# Texto de leitura
_ _ _ _ _ _ _

O Novo Marco Legal do Saneamento, instituído pela Lei n. 14.026/2020 em julho de 2020, criou mecanismos para a atração de investimentos privados destinados à expansão dos serviços. "O marco obriga os municípios ou o conjunto de municípios a realizar concessões por meio de licitação pública, ou seja, o gestor não pode escolher o operador dele sem um processo de licitação. Assim, o município fica com a melhor proposta e a mais competitiva", destaca Percy Soares Neto, diretor-executivo da Abcon/Sindcon.

Os investimentos do setor privado poderão elevar o PIB brasileiro em 2,7% até 2033, ainda de acordo com o estudo da Abcon — e por essa razão, não podem ser ignorados. "O novo marco [do saneamento] tem sido bem sucedido. Para que a universalização seja alcançada, será necessário contar com o setor privado. Seria ilusório acreditar que Estados, municípios e União tivessem recursos para fazer os investimentos necessários que somam somente para água e esgoto", diz o economista Gesner Oliveira, um dos principais articuladores do setor.

_ _ _ _ _ _ _

# Instruções de trabalho
(a) De acordo com o texto sobre o marco do saneamento, em quanto os investimentos do setor privado poderão elevar o PIB brasileiro até 2033?
(b) Segundo o texto sobre o marco do saneamento, por que o município fica com a proposta mais competitiva?
(c) Prossiga com o texto sobre o marco do saneamento a partir do ponto em que ele termina.

_ _ _ _ _ _ _

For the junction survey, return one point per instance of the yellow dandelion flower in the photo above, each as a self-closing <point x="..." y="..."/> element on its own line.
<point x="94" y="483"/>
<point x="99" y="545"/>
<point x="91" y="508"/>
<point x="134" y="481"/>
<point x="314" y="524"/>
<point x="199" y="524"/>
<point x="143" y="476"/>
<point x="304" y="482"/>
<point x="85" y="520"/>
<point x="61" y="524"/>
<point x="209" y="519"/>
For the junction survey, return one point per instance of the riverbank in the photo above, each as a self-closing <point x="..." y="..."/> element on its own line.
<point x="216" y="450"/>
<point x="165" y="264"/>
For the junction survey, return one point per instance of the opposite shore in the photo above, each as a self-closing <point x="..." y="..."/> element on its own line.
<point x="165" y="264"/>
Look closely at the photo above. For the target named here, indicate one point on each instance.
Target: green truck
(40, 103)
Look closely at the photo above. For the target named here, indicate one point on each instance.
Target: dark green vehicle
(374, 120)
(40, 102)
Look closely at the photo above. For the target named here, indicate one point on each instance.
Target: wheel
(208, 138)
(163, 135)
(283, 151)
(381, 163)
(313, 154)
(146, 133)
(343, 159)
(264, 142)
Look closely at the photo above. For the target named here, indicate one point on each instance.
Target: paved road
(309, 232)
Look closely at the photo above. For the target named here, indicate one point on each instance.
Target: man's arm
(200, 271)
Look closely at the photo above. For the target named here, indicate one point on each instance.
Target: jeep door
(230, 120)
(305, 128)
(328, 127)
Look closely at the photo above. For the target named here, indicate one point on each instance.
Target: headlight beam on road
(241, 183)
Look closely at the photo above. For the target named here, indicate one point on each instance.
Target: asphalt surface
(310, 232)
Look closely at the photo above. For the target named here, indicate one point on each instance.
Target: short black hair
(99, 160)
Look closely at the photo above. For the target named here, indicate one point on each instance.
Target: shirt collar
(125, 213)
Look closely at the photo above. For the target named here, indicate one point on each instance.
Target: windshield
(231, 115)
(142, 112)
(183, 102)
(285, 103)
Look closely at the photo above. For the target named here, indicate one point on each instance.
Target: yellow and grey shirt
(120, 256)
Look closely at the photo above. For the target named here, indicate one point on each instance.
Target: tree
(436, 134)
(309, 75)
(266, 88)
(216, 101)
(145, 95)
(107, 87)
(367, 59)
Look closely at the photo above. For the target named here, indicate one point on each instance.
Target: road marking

_ _ _ _ _ _ _

# Respostas apresentadas
(a) Em 2,7%.

(b) Porque o marco obriga os municípios a realizar concessões por meio de licitação pública. O gestor não pode escolher o operador sem esse processo, e por isso o município fica com a melhor proposta.

(c)
Desigualdade

O tema foi motivo de debates também na COP-27, realizada no Egito em outubro deste ano, como elemento vital para o alcance de metas ambientais. Presente à COP-27, o presidente eleito Luiz Inácio Lula da Silva reforçou que a cadeia produtiva do saneamento funcionaria como vetor de desenvolvimento econômico sustentável. Ainda de acordo com a equipe de transição, o Ministério do Desenvolvimento Regional (MDR) precisaria de R$ 5 bilhões em 2023 para tocar ações previstas, mas a dotação orçamentária da pasta ficou abaixo dos R$ 3 bilhões.

No Egito, Lula indicou a diretriz de seu governo: "Gerar empregos em indústrias menos poluentes na cadeia industrial da reciclagem, que melhora o aproveitamento das matérias primas, e no saneamento básico, que protege a nossa saúde e nossos rios cuidando da água, elemento indispensável para a vida".

Entre os principais investidores do saneamento no Brasil está o Banco Interamericano de Desenvolvimento (BID), que investiu mais de US$ 2,4 bilhões. "A universalização do acesso aos serviços de saneamento é uma dívida social pendente em todos os países da América Latina e do Caribe. Neste contexto, ainda que o Brasil tenha registrado avanços importantes nos últimos anos, como a aprovação do Novo Marco Legal do Saneamento, precisa investir cerca de R$ 900 bilhões até 2033 para atingir a universalização dos serviços de água potável e esgotamento sanitário", destaca Morgan Doyle, representante do BID no Brasil.

Para a Luana Pretto, diretora executiva do Instituto Trata Brasil, há uma série de razões, históricas e atuais, que justificam o fato de o Brasil figurar apenas como o 87º país dentre os mais desenvolvidos, segundo a Organização das Nações Unidas.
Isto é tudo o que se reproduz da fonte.